— Begin ENTRIES —

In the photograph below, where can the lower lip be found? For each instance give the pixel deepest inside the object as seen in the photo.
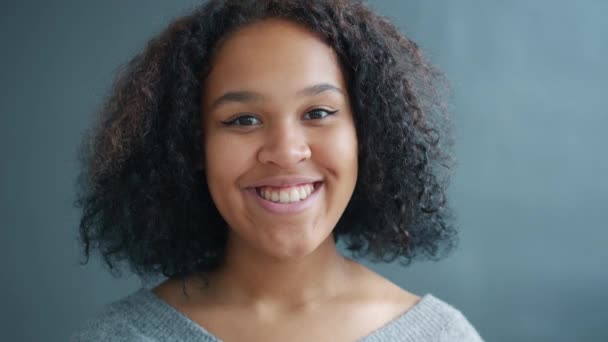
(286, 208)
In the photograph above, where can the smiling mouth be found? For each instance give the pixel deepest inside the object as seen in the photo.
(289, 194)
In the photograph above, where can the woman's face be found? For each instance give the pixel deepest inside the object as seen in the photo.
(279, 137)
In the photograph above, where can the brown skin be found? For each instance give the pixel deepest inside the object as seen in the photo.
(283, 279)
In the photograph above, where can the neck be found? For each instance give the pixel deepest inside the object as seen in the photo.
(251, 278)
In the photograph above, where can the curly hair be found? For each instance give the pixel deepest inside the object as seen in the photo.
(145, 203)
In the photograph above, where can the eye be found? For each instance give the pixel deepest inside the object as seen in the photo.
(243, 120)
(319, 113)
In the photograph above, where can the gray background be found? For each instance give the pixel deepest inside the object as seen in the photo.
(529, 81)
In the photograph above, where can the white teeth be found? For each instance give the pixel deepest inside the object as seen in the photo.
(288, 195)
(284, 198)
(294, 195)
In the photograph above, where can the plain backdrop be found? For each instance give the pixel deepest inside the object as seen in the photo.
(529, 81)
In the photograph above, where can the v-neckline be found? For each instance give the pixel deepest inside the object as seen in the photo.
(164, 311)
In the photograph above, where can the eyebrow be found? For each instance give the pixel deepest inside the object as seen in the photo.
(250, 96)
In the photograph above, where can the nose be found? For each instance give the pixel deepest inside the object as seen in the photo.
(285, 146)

— End ENTRIES —
— Begin ENTRIES —

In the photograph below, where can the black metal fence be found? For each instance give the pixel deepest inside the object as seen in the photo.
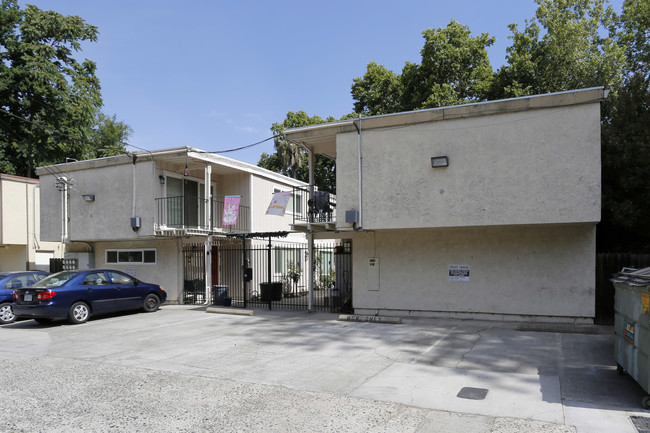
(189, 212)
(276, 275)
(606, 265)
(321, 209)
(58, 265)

— End ENTRIES —

▶ **CHALLENGE**: Which lines above contain the word "below", with case counting? Find them and copy each one out in full.

▶ **WRITTEN ANSWER**:
In the photograph below, where can the lower lip be found? For each instance give the pixel deepest inside the object as seen in the photo.
In the photograph below, where can the black metal fence be found? For each instance give the pixel deepest inside the object as seen in the photo.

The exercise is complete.